Brano scelto:
%%

Lo sviluppo del moderno razionalismo occidentale e le sue conseguenze, tra cui il capitalismo razionale, costituiscono il punto focale della teoria weberiana della modernizzazione e della modernità. La razionalità strumentale - le cui origini vengono individuate da Weber nell'applicazione e nella trasposizione sul piano pratico di alcuni aspetti della dottrina protestante, e che grazie alla sua dinamica interna domina tutte le principali sfere della vita: sociale, economica, artistica, giuridica, amministrativa e religiosa - ha affermato la propria superiorità in quanto si caratterizza come una razionalità puramente formale, basata su un preciso calcolo dei mezzi e dei metodi più efficaci per raggiungere un determinato fine.
L'organizzazione (formalmente) razionale del
    lavoro salariato, delle aziende, dell'amministrazione, dei sistemi
    giuridici e dei sistemi di legittimazione dello Stato, della
    religione, ecc., e il predominio dell'azione razionale orientata
    allo scopo sugli altri tipi di azione razionale (orientata al
    valore, all'affettività, alla tradizione) possono essere visti come
    un processo universale globalizzante.

%%

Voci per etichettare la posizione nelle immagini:
%%

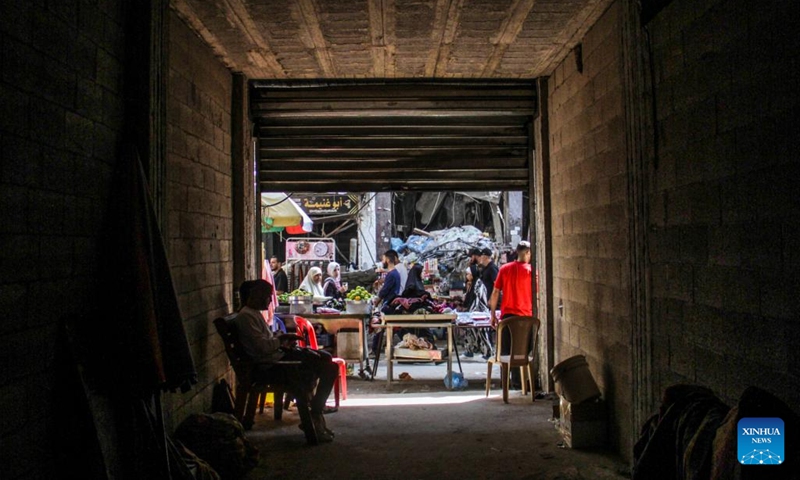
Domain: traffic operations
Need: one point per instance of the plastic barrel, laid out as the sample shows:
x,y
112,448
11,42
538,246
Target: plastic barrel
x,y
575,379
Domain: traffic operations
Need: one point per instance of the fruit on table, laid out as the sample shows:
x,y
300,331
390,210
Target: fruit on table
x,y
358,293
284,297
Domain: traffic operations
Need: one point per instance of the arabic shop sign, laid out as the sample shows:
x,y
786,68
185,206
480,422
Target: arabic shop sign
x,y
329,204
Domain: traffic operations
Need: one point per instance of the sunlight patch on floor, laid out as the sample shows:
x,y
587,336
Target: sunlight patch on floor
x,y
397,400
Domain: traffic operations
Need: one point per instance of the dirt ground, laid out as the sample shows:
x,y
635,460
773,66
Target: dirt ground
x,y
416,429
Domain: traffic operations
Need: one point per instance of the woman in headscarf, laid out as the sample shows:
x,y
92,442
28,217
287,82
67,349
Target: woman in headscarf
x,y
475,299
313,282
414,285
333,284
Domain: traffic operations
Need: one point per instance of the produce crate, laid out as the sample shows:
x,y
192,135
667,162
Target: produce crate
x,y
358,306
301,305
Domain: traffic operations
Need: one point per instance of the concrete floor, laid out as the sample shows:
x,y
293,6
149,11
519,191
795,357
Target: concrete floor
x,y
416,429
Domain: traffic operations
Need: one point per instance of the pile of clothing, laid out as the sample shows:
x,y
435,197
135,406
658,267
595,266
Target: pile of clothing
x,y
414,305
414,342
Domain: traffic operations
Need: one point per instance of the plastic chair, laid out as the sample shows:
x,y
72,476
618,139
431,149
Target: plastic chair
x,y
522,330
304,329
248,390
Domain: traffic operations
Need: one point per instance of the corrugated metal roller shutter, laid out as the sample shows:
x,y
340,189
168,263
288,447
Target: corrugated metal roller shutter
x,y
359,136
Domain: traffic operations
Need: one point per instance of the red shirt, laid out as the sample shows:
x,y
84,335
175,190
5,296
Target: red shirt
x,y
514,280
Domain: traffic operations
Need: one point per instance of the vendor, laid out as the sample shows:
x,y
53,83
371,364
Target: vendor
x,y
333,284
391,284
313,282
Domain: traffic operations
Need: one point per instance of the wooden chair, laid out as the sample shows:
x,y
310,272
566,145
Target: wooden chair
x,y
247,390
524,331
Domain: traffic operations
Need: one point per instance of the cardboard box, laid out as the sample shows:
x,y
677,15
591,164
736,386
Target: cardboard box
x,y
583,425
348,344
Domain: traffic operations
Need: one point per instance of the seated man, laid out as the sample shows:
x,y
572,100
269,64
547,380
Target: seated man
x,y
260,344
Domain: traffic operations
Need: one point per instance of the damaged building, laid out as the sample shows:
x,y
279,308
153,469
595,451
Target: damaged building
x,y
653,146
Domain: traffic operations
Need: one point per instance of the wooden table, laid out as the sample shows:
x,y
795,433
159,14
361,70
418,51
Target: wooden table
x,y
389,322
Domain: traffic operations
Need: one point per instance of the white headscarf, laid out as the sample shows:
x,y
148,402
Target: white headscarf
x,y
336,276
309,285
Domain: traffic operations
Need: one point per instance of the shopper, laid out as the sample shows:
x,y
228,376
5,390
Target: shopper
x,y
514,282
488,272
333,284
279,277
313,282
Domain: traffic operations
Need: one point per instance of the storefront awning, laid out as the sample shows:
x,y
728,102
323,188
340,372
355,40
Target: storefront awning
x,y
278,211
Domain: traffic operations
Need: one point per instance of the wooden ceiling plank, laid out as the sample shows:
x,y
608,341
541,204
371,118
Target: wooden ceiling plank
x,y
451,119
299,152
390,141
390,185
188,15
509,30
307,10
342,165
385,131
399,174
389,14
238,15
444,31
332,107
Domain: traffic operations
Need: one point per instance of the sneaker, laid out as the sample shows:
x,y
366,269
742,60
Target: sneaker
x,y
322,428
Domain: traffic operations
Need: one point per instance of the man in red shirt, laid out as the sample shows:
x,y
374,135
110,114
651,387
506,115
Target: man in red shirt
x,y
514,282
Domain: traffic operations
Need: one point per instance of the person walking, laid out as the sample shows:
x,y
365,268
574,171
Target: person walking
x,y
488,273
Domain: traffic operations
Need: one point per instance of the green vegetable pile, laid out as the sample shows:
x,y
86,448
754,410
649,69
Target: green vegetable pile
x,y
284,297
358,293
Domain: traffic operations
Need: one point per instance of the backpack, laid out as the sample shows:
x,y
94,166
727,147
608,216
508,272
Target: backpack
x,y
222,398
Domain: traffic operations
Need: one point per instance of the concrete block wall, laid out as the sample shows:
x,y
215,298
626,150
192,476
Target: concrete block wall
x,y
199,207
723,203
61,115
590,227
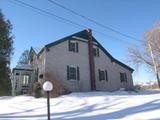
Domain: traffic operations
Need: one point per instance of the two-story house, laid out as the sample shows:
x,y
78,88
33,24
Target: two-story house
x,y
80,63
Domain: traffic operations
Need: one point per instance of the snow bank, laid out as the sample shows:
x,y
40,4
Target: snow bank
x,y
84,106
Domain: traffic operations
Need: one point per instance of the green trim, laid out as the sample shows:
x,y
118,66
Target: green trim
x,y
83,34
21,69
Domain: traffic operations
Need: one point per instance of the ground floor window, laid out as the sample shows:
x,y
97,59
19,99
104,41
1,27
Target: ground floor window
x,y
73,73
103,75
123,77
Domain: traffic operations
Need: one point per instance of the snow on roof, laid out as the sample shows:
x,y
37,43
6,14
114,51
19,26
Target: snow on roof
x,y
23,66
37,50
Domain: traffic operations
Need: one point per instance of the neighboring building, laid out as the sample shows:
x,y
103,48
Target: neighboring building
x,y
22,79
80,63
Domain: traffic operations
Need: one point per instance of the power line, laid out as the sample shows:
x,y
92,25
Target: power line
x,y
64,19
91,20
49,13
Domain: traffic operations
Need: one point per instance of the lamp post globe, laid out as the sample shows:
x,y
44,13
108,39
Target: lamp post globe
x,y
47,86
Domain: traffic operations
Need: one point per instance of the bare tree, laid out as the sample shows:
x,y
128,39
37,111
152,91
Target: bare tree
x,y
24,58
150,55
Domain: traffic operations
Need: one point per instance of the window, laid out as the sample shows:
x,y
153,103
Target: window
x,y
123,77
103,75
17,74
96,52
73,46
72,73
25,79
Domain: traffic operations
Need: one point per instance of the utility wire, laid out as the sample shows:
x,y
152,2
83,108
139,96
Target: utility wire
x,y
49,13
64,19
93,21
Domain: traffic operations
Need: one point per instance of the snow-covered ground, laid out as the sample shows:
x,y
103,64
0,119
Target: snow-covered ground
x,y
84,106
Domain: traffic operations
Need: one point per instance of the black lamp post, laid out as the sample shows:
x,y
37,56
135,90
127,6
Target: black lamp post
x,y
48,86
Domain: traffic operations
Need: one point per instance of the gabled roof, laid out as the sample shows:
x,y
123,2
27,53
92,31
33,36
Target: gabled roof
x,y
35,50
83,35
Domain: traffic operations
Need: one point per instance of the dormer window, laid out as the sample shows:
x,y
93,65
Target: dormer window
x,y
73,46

%%

Cose da fare:
**A)** Rispondi a queste domande sul brano su Weber:
(i) In che cosa Weber individua le origini della razionalità strumentale?
(ii) Su che cosa si basa la razionalità puramente formale?
(iii) Quali tipi di azione razionale, diversi da quella orientata allo scopo, vengono nominati nel paragrafo che comincia con "L'organizzazione (formalmente) razionale"?
**B)** Nel brano su Weber, riassumi in un breve elenco il paragrafo che inizia con "Lo sviluppo del moderno razionalismo occidentale", mantenendo i fatti principali.
**C)** Riporta senza cambiamenti la parte del brano su Weber che parte dalle parole "L'organizzazione (formalmente) razionale" e si ferma dopo "processo universale globalizzante.".
Per questo lavoro le voci non servono.

Esercizio svolto:
**A)**
(i) Nell'applicazione e nella trasposizione sul piano pratico di alcuni aspetti della dottrina protestante.
(ii) Su un preciso calcolo dei mezzi e dei metodi più efficaci per raggiungere un determinato fine.
(iii) L'azione orientata al valore, quella orientata all'affettività e quella orientata alla tradizione.

**B)**
- Al centro della teoria weberiana della modernità c'è lo sviluppo del razionalismo occidentale moderno, con le sue conseguenze, fra cui il capitalismo razionale.
- Secondo Weber, la razionalità strumentale nasce dall'applicazione pratica di alcuni aspetti della dottrina protestante.
- Grazie alla sua dinamica interna, domina tutte le principali sfere della vita: sociale, economica, artistica, giuridica, amministrativa e religiosa.
- Si è imposta perché è puramente formale e si basa sul calcolo preciso dei mezzi e dei metodi più efficaci per raggiungere un fine.

**C)**
L'organizzazione (formalmente) razionale del
    lavoro salariato, delle aziende, dell'amministrazione, dei sistemi
    giuridici e dei sistemi di legittimazione dello Stato, della
    religione, ecc., e il predominio dell'azione razionale orientata
    allo scopo sugli altri tipi di azione razionale (orientata al
    valore, all'affettività, alla tradizione) possono essere visti come
    un processo universale globalizzante.